- ABOUT THIS EXERCISE: Each entry must be given again exactly; images do not belong in the copy.

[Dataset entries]
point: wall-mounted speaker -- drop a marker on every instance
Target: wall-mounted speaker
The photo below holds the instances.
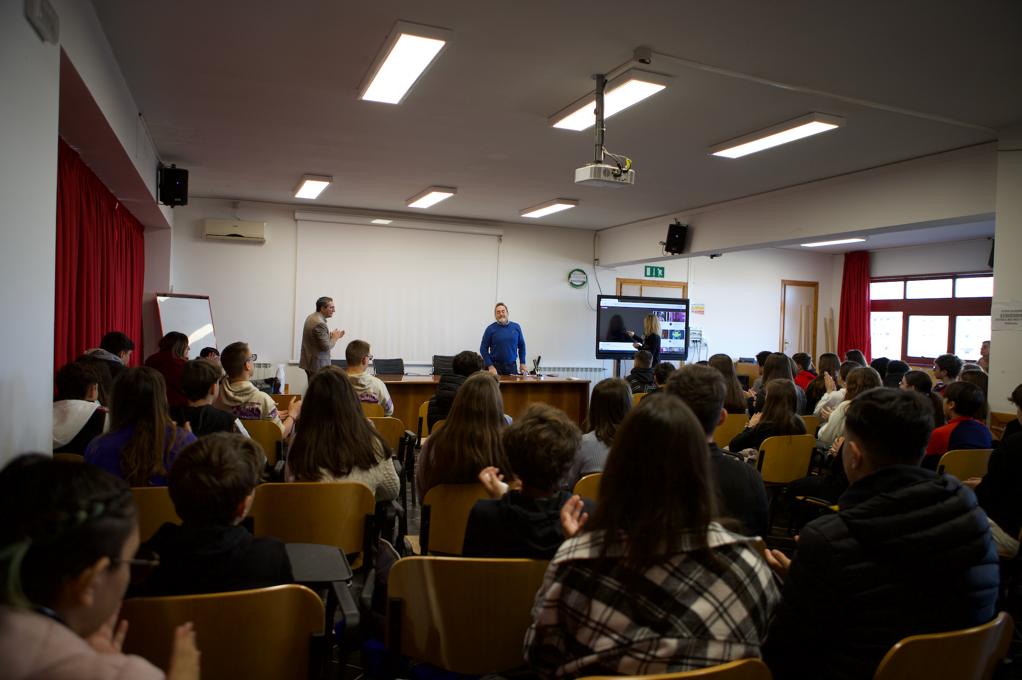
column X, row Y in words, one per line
column 677, row 237
column 173, row 185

- RESULT OF THE TASK:
point: wall-mounted speaker -- drop a marker on every instance
Target: wall-mounted speaker
The photo below holds the instances.
column X, row Y in words, one per line
column 677, row 237
column 173, row 185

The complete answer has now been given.